Write out, character for character, every entry from the line that contains "I will give" down to the line that contains "[236,385,416,554]", both of those lines included.
— Start of ENTRIES SHOWN —
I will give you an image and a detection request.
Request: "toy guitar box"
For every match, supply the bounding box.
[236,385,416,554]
— End of ENTRIES SHOWN —
— Start of ENTRIES SHOWN —
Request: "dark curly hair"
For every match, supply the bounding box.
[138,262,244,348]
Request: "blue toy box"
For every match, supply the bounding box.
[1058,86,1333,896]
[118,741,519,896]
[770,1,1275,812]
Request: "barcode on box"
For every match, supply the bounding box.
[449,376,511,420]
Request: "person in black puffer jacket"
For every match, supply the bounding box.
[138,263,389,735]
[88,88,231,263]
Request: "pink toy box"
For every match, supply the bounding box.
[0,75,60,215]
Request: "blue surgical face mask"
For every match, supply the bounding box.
— End of ENTRIES SHOWN —
* _ANSWER TO THE PROBLEM_:
I will give you an image and a detection request.
Request: "toy guitar box"
For every match, supply the bounding box.
[236,385,416,554]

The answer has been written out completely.